> [PROBLEM DESCRIPTION]:
Your task is to transcribe the entries below exactly, beginning with the line containing "# annotate each instance of the spider leg" and ending with the final line, and to add nothing else.

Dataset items

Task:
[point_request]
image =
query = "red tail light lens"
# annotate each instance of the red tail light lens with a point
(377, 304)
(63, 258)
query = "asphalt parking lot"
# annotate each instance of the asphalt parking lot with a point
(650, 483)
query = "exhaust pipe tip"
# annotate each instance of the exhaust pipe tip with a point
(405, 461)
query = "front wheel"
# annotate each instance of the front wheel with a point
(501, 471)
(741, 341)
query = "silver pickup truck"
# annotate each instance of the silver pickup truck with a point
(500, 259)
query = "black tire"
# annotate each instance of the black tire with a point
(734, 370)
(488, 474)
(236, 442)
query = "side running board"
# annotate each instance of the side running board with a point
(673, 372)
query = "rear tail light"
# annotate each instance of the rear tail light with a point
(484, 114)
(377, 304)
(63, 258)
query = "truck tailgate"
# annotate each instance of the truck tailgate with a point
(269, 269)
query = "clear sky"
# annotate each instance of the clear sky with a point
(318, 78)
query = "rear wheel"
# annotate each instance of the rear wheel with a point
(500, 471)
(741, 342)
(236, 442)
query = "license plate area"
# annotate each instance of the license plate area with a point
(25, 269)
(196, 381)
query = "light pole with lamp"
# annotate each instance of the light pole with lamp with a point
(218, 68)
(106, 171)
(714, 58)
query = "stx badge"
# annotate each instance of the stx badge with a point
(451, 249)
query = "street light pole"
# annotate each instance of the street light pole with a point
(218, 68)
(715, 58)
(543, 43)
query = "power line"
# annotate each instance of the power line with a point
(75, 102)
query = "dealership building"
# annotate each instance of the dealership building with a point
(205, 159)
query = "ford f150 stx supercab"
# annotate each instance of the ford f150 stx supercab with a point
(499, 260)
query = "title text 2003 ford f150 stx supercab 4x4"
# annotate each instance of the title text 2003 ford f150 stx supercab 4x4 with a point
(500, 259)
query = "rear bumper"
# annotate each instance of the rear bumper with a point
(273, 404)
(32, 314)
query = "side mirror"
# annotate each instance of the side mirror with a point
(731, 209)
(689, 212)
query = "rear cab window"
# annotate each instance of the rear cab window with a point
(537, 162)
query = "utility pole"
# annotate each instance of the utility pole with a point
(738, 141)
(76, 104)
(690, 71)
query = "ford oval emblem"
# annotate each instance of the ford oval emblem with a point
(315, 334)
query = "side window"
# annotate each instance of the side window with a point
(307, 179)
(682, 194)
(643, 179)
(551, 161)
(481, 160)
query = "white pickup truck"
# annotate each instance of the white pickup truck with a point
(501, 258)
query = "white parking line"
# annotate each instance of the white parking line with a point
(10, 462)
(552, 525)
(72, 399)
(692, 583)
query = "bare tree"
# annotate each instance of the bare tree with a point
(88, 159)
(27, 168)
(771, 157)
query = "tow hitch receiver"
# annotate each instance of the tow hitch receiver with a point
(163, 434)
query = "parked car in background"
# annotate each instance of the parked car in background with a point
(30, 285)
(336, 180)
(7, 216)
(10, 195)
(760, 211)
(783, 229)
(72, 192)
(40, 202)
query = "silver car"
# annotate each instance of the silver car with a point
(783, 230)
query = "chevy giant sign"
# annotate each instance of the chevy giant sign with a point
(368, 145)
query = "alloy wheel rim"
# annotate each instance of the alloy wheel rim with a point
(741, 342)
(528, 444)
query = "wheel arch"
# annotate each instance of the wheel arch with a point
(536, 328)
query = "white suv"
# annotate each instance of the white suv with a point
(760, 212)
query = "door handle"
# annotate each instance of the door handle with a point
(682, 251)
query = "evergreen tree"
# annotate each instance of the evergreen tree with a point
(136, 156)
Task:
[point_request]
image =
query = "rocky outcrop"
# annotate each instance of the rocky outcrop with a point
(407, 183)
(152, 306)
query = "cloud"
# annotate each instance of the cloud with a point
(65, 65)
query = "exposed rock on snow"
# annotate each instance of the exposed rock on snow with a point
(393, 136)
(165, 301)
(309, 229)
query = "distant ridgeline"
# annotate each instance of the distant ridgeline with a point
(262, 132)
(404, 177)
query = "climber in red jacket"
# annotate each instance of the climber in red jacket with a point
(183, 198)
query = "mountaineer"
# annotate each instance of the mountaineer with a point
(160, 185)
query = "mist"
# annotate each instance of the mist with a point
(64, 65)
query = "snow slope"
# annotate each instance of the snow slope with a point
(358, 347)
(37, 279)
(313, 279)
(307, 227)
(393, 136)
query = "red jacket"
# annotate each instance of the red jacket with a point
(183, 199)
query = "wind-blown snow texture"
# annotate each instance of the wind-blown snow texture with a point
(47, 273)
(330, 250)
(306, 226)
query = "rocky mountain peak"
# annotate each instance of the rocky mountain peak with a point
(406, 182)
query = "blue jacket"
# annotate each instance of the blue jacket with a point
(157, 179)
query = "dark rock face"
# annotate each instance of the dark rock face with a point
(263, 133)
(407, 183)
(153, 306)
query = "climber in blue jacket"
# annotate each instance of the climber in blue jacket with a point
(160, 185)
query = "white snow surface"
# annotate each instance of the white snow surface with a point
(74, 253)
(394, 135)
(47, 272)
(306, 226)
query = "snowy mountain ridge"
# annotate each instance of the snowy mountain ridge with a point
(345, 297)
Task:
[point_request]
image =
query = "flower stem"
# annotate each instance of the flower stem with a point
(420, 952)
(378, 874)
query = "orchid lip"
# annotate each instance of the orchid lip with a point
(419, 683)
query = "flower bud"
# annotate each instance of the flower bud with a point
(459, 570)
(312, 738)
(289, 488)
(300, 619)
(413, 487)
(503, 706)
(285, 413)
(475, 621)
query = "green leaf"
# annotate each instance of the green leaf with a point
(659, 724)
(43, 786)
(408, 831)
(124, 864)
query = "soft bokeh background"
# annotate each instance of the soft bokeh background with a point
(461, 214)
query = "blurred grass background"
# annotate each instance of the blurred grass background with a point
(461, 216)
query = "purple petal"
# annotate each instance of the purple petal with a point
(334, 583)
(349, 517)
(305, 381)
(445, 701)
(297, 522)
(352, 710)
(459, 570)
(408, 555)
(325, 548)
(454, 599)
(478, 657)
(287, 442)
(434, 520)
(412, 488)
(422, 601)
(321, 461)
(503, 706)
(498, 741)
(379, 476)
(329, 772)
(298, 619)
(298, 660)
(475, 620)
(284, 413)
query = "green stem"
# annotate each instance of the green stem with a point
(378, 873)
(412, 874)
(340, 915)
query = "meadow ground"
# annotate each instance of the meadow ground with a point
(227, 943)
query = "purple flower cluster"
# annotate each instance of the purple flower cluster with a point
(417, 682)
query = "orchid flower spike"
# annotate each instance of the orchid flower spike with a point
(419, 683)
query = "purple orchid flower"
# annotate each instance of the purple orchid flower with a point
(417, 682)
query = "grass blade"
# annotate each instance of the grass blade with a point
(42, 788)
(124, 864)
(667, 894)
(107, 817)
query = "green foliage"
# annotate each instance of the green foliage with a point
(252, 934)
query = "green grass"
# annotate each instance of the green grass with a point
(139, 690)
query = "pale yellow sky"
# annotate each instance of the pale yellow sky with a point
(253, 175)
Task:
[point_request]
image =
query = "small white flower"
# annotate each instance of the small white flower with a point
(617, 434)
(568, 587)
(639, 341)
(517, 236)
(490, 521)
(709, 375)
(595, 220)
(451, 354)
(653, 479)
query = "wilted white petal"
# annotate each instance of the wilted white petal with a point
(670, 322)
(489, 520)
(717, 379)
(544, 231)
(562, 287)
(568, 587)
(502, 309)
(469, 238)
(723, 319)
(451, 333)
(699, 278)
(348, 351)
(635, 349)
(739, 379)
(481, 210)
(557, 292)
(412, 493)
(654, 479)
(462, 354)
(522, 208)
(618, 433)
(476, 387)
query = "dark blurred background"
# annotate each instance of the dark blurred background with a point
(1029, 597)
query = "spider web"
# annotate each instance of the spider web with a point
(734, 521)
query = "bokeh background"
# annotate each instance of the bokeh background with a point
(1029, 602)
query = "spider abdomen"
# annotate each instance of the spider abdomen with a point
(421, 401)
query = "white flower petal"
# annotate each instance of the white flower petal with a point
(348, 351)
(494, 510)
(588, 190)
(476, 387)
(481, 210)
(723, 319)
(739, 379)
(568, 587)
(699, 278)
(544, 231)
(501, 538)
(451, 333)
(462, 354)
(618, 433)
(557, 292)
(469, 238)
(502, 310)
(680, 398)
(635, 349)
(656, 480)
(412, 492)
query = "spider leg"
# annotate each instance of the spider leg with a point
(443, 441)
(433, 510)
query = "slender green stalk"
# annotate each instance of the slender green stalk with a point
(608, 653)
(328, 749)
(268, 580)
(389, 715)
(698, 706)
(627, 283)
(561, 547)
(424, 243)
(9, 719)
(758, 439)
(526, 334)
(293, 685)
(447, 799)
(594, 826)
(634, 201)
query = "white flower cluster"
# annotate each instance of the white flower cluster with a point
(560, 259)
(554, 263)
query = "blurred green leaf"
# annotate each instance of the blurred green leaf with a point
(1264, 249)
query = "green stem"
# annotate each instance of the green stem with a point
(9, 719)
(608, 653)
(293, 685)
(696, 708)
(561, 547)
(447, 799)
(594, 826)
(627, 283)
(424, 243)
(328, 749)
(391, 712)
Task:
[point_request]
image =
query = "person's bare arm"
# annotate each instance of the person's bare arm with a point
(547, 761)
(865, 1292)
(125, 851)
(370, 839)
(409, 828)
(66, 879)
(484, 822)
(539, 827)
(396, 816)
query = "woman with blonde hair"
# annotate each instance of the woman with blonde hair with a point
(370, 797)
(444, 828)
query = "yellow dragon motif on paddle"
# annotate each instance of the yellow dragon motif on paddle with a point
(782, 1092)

> [WRITTEN SOLUTION]:
# annotate each instance of the spider leg with a point
(443, 441)
(433, 510)
query = "slender green stalk"
# annotate each instance of the slender green stalk with a point
(608, 653)
(328, 749)
(268, 580)
(389, 715)
(698, 706)
(627, 283)
(561, 547)
(424, 243)
(9, 719)
(758, 439)
(526, 334)
(293, 685)
(447, 799)
(594, 826)
(634, 201)
query = "white flower cluster"
# annotate each instance of the white flower cluster with a point
(560, 259)
(554, 263)
query = "blurred green leaf"
# annotate each instance of the blurred green leaf with a point
(1264, 249)
query = "green stem"
# annotate each instance of the green stem with a point
(9, 719)
(608, 653)
(293, 685)
(696, 708)
(561, 547)
(447, 799)
(594, 826)
(627, 283)
(424, 243)
(328, 749)
(391, 712)
Task:
[point_request]
image =
query = "person's bare arm"
# annotate each instance of the person's bare arm with a point
(547, 761)
(865, 1292)
(125, 851)
(370, 839)
(409, 828)
(66, 879)
(484, 822)
(539, 827)
(396, 816)
query = "woman with blonde hair"
# annotate each instance of the woman with blonde hair with a point
(370, 797)
(444, 828)
query = "yellow dragon motif on paddle"
# annotate each instance of the yellow dragon motif on paddle with a point
(782, 1092)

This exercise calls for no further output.